Tarefas a realizar
A) Indique se cada afirmação abaixo está de acordo com o texto sobre saúde mental. Responda sim ou não e cite literalmente as palavras do texto que decidem a questão.
(i) A Lei 10.216/2001 trata da proteção dos direitos das pessoas com transtorno mental.
(ii) Segundo o texto, o manicômio é apenas um espaço físico.
(iii) Os serviços de caráter comunitário da Rede de Atenção Psicossocial se tornaram referência mundial.
B) Reproduza palavra por palavra o trecho do texto sobre saúde mental, tudo desde "Não é mera coincidência" até "definidos e reconhecidos.".
C) Liste todas as características que o texto sobre saúde mental atribui à prática manicomial.

Texto para análise
===
O Brasil vinha expandindo uma Rede de Atenção Psicossocial com serviços de caráter comunitário (a exemplo dos Caps) que se tornaram referência mundial, pois os padrões mais atuais de saúde mental reconhecidos pela OMS conjugam as noções de que qualidade de serviços de saúde mental significa a capacidade que estes serviços possuem de garantir direitos. 

Não é mera coincidência que a Lei 10.216/2001 disponha sobre a proteção dos direitos das pessoas com transtorno mental e busque a reorientação do modelo assistencial. A própria Lei demonstra o avanço possível à época, fruto de muita pressão da Luta Antimanicomial, na constatação de que este é historicamente um campo de violações e que precisa substituir o manicômio para avançar. 

Quando falamos de manicômio não estamos falando apenas de um espaço físico, mas de uma prática calcada na exclusão, autoritarismo e violência, não restrito aos muros do hospital psiquiátrico. Assim, acredito que o que precisa avançar é a implementação dos parâmetros já definidos e reconhecidos.
===
Os dados

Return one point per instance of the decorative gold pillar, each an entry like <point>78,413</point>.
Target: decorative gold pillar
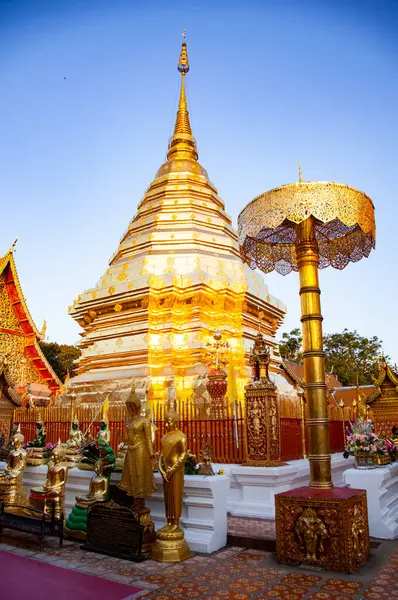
<point>262,427</point>
<point>305,226</point>
<point>313,356</point>
<point>300,394</point>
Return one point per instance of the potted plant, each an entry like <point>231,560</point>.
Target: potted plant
<point>362,444</point>
<point>382,455</point>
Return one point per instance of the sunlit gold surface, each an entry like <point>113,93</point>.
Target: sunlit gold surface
<point>175,277</point>
<point>170,545</point>
<point>344,225</point>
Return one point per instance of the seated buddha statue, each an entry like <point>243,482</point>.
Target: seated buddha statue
<point>53,490</point>
<point>73,444</point>
<point>35,448</point>
<point>41,435</point>
<point>104,433</point>
<point>76,438</point>
<point>76,523</point>
<point>11,488</point>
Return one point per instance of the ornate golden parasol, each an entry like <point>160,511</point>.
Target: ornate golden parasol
<point>305,226</point>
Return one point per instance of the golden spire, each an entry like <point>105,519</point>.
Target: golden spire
<point>182,145</point>
<point>300,172</point>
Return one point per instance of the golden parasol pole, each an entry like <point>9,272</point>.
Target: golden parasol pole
<point>313,356</point>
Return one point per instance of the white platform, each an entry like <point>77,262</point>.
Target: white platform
<point>204,517</point>
<point>253,489</point>
<point>381,487</point>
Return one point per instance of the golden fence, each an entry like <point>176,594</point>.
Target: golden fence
<point>224,429</point>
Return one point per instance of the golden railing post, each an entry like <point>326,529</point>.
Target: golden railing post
<point>300,394</point>
<point>342,406</point>
<point>313,356</point>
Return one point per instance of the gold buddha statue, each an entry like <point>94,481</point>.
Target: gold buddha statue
<point>76,438</point>
<point>73,444</point>
<point>104,432</point>
<point>11,488</point>
<point>137,477</point>
<point>98,489</point>
<point>170,545</point>
<point>76,523</point>
<point>53,490</point>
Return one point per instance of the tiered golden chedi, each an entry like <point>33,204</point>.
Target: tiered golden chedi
<point>176,276</point>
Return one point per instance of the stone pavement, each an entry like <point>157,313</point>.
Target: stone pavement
<point>230,574</point>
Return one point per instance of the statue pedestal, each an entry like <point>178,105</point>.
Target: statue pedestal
<point>204,517</point>
<point>262,439</point>
<point>381,487</point>
<point>322,528</point>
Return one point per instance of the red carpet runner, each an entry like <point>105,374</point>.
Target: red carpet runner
<point>26,579</point>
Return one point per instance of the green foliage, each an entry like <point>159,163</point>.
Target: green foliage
<point>61,357</point>
<point>349,355</point>
<point>290,346</point>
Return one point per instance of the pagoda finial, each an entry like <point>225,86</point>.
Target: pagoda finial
<point>182,145</point>
<point>300,171</point>
<point>11,250</point>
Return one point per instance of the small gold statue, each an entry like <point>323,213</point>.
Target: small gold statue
<point>35,448</point>
<point>205,467</point>
<point>311,531</point>
<point>98,489</point>
<point>104,432</point>
<point>358,532</point>
<point>170,545</point>
<point>76,438</point>
<point>73,444</point>
<point>11,488</point>
<point>53,490</point>
<point>137,477</point>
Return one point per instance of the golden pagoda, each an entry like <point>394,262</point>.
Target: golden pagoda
<point>175,278</point>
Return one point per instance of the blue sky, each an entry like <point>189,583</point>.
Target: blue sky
<point>89,93</point>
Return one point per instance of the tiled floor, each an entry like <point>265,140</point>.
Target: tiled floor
<point>230,574</point>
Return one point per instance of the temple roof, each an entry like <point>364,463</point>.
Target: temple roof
<point>22,325</point>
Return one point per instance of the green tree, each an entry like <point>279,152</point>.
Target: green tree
<point>61,357</point>
<point>290,346</point>
<point>349,355</point>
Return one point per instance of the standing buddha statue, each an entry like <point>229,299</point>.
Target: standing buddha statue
<point>137,477</point>
<point>11,488</point>
<point>53,490</point>
<point>170,545</point>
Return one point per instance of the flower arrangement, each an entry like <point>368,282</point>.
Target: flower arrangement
<point>362,439</point>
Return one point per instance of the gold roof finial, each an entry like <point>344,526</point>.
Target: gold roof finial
<point>182,145</point>
<point>300,171</point>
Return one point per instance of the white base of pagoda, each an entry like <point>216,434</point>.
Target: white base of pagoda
<point>253,489</point>
<point>381,487</point>
<point>204,518</point>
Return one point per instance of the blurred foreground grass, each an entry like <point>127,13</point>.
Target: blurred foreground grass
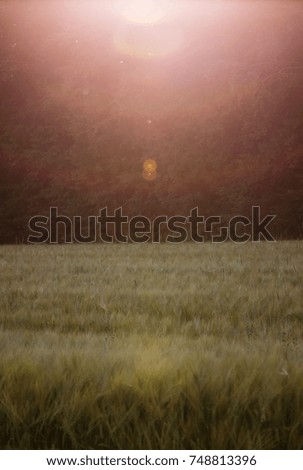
<point>151,346</point>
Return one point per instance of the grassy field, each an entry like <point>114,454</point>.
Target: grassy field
<point>151,346</point>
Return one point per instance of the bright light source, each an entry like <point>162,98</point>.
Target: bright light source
<point>141,11</point>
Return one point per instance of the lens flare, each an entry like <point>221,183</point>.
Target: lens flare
<point>148,44</point>
<point>149,170</point>
<point>141,11</point>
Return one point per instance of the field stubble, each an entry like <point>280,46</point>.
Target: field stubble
<point>151,346</point>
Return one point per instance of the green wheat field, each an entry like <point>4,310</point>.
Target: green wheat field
<point>151,346</point>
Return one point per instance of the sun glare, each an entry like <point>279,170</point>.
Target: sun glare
<point>141,11</point>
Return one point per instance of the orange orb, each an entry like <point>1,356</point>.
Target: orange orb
<point>150,166</point>
<point>149,176</point>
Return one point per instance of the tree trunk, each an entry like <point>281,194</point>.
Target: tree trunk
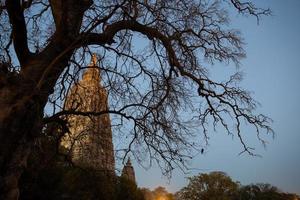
<point>20,123</point>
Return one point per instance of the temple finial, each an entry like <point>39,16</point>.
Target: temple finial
<point>94,60</point>
<point>128,162</point>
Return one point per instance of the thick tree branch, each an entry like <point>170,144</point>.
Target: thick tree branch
<point>19,31</point>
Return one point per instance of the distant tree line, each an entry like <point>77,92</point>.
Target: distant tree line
<point>219,186</point>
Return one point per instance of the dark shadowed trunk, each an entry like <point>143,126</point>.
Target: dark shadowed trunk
<point>20,123</point>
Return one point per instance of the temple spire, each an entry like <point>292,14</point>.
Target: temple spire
<point>94,60</point>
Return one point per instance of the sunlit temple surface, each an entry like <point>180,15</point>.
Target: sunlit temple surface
<point>90,139</point>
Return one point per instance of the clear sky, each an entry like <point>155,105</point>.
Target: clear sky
<point>272,72</point>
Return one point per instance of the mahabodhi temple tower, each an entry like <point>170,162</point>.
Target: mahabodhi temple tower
<point>90,139</point>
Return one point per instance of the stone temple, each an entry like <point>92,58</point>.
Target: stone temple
<point>89,142</point>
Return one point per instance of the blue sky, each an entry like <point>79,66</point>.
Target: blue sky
<point>272,72</point>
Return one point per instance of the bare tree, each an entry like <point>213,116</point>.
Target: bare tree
<point>155,59</point>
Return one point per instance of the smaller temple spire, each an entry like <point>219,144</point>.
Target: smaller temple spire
<point>94,60</point>
<point>93,72</point>
<point>128,171</point>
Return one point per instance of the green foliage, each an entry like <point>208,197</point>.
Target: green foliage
<point>128,190</point>
<point>216,185</point>
<point>219,186</point>
<point>157,193</point>
<point>263,192</point>
<point>61,182</point>
<point>51,177</point>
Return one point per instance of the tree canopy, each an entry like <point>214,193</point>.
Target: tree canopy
<point>154,57</point>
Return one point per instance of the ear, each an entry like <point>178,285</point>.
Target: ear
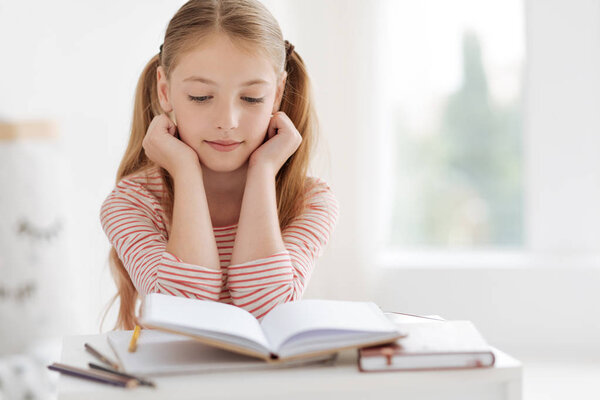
<point>162,87</point>
<point>279,93</point>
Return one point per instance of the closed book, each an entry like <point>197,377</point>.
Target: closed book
<point>294,330</point>
<point>430,345</point>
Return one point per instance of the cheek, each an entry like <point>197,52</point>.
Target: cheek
<point>255,125</point>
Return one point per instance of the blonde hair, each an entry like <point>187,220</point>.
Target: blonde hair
<point>248,23</point>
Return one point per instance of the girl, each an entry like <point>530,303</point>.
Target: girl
<point>212,199</point>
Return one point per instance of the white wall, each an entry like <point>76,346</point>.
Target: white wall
===
Respostas do exercício
A)
(i) Sim: "disponha sobre a proteção dos direitos das pessoas com transtorno mental".
(ii) Não: "não estamos falando apenas de um espaço físico".
(iii) Sim: "que se tornaram referência mundial".

B)
Não é mera coincidência que a Lei 10.216/2001 disponha sobre a proteção dos direitos das pessoas com transtorno mental e busque a reorientação do modelo assistencial. A própria Lei demonstra o avanço possível à época, fruto de muita pressão da Luta Antimanicomial, na constatação de que este é historicamente um campo de violações e que precisa substituir o manicômio para avançar. 

Quando falamos de manicômio não estamos falando apenas de um espaço físico, mas de uma prática calcada na exclusão, autoritarismo e violência, não restrito aos muros do hospital psiquiátrico. Assim, acredito que o que precisa avançar é a implementação dos parâmetros já definidos e reconhecidos.

C) exclusão, autoritarismo, violência